Work to complete -
1: Answer these questions from the HTML5 media text:
(a) Which two attributes do the media elements provide for automatic playback?
(b) Which browser currently shows a visual control UI when scripting is disabled?
(c) Which two sets of events must be captured for the custom play, pause, and stop buttons?
2: Please carry the HTML5 media text forward, picking up right after its final sentence.

Provided text -
....

There is absolutely no way to directly control what does or does not display in the context menu that the browser provides. There is no way to control some of the actions that people can take in the context menu, such as preventing the fullscreen display of the video, if you don’t want it played fullscreen.

If you’re providing custom controls for the video, you have to account for the fact that the video playback is being managed by the context menu as well as your controls. One of my examples in the book provides a video playback control that consists of separate buttons for play, pause, and stop. These controls are disabled based on what action the user takes. It seems like a simple act to just disable and enable the appropriate buttons at the same time you play or pause the video, but you actually have to capture two sets of events: the click events from the buttons, and the play and pause event from the video.

Of course, the amount of extra code to do something like enable and disable buttons based on playback is trivial. But what isn’t trivial is controlling which options are made available to the user. If, for whatever reason, you don’t want the video to be played fullscreen, there is absolutely no way to prevent this from happening with Firefox.

The only way to prevent the context menu from displaying for the video is to provide a transparent div overlay for the video, so that the context menu reflects the div element, not the video. That or turn the video element’s display off, and play the video by redrawing it into a canvas element—a case of overkill, just to be able to control video playback.

The conflict between the context menu and customization isn’t the only web developer/author restriction.

There are the times when the web page author wants the audio or video to begin automatically when the page loads. The media elements do provide attributes for this: autoplay and loop. To ensure automatic playback, the author removes the controls attribute, adds autoplay and possibly loop, and when the page loads, the media element begins playing. The web page author can also remove the audio element completely from display so all that’s left is the sound. The video element is, of course, left displayed, but the control UI should not be showing. We can’t control the context menu options, but at least the control UI isn’t displaying. Well, not unless scripting is disabled, that is.

If the user has scripting disabled, the control UI is automatically re-displayed with the media element—even if you don’t want it to be displayed. If scripting is disabled, you cannot control the visibility of the control UI. According to the HTML5 specification:

If the attribute is present, or if scripting is disabled for the media element, then the user agent should expose a user interface to the user.

I’ve been told by members of the HTML WG that “should” in this context is equivalent to “must”. The two terms are not the same, but I gather that they become one in HTML5 land.

Currently, only Opera provides a visual control UI when scripting is disabled. Firefox doesn’t display a visual control UI when scripting is disabled regardless of whether the controls attribute is present or not. Safari, Chrome, and IE currently do not display the control UI. If “should” is equivalent to “must”, then Firefox, Safari, Chrome, and IE are all in error in their handling of disabled scripting and the media elements. I imagine bugs will be filed, if they haven’t already been filed, and these browsers will also automatically add the control UI when scripting is disabled.

I hear people cheering. You’re cheering, aren’t you? You’re all insanely happy with the power given the end user with the HTML5 video and audio elements.

Most of us remember those times when we opened a web page and some horrid music was blaring, or a video automatically plays with some idiot in a suit talking about his constipation. If we’re at work, we keep our machines permanently muted, lest something embarrassing blare out at an inopportune moment. If screen readers are not sophisticated enough to automatically lower background sound when a page is opened, the background sound competes badly with the reader.

....

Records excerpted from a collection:

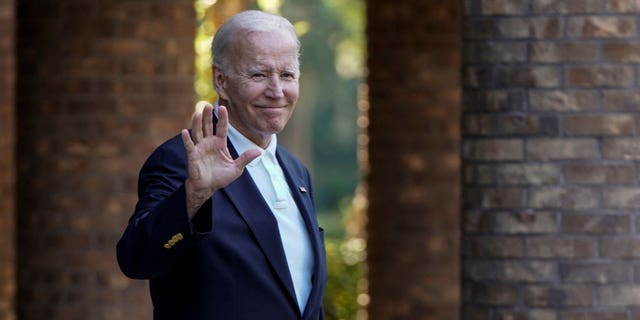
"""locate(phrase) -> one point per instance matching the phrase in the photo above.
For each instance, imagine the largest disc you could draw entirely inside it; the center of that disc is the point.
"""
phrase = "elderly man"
(225, 225)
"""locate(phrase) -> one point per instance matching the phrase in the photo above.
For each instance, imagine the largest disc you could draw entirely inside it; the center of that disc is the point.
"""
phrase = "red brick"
(567, 6)
(597, 174)
(503, 7)
(8, 204)
(562, 149)
(562, 101)
(596, 224)
(92, 108)
(559, 296)
(527, 28)
(599, 27)
(551, 247)
(565, 198)
(622, 52)
(564, 52)
(600, 76)
(599, 125)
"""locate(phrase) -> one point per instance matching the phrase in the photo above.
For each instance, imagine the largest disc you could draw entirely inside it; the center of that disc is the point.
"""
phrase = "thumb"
(246, 157)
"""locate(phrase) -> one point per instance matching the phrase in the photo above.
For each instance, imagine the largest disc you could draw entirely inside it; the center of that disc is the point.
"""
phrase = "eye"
(258, 76)
(288, 76)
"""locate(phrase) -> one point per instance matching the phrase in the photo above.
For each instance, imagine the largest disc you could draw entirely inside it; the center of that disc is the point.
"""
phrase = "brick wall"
(101, 83)
(7, 161)
(550, 132)
(413, 183)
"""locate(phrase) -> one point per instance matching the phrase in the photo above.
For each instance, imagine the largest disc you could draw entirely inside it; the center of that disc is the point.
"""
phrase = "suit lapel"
(252, 207)
(301, 194)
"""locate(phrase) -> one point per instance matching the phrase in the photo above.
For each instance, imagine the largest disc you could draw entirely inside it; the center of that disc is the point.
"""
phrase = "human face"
(261, 89)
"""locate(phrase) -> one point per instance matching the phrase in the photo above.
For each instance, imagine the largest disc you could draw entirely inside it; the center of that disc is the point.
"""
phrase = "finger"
(246, 157)
(196, 127)
(186, 140)
(223, 122)
(207, 120)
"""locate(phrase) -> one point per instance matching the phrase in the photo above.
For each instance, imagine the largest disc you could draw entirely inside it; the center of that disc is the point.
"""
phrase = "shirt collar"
(242, 144)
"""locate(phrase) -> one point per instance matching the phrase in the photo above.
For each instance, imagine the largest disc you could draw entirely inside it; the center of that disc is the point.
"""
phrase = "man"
(225, 225)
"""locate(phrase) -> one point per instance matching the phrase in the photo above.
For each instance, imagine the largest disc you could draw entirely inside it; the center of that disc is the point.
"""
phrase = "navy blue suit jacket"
(227, 262)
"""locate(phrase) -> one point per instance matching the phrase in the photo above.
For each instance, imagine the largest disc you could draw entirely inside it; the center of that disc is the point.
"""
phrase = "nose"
(274, 88)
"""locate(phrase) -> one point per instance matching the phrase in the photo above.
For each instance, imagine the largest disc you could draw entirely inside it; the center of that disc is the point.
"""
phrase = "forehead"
(266, 47)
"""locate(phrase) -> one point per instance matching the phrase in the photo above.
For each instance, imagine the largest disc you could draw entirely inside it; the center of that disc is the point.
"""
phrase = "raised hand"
(209, 162)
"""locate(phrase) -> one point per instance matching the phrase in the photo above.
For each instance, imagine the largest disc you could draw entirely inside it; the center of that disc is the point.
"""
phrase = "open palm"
(210, 165)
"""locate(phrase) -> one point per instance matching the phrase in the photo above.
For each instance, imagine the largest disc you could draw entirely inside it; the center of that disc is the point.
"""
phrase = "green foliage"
(346, 269)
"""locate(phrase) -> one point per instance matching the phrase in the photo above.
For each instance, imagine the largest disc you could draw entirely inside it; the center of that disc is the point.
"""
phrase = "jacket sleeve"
(160, 232)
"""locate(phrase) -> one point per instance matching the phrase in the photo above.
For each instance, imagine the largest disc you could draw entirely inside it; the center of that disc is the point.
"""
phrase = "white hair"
(242, 23)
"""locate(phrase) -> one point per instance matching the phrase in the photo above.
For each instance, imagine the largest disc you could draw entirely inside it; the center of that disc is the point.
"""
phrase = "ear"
(220, 82)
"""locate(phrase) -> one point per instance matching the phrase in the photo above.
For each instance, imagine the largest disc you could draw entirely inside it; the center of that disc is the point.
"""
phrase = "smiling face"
(260, 88)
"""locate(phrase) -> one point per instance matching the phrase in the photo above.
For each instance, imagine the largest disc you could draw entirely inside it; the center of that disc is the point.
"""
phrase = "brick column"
(413, 182)
(7, 161)
(101, 83)
(550, 155)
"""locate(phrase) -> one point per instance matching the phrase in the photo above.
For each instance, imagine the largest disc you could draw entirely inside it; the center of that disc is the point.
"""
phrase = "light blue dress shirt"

....

Answers for the tasks -
1:
(a) autoplay and loop
(b) Opera
(c) The click events from the buttons, and the play and pause events from the video

2:
Automatic audio, bad. Automatic video, bad.

I also imagine most of you have forgotten your visits to sites where you expected music or a video to play, and how much you enjoyed a well crafted multimedia experience.

Consider sites devoted to movies. Currently the last of the Harry Potter movies, the latest Transformer, and the new Spielberg Super 8 are playing in movie theaters. All three movies have their own web sites. If you open all three movie sites, you’ll find extensive use of both audio and video media.

The Harry Potter site opens with a preview of the movie with its own custom control that automatically starts playing as soon as it is sufficiently loaded. Among the options not provided with this video are the ability to open the movie out of context of the frame, such as opening the video in fullscreen. At most you can start or stop the video, choose a different video format, or skip the video and go to the site offerings.

The site offerings page has audio playing in the background. In addition, the bottom of the page features an animated video of owls. You can do nothing to stop either.

The Transformer movie site also provides background sound, as well as a video that begins to play automatically and loops continuously in the splash page. When you enter the site, another video plays continuously in the background of the page. Again, sound is used. There is very little about the site that is text-based: it’s all eye and ear candy.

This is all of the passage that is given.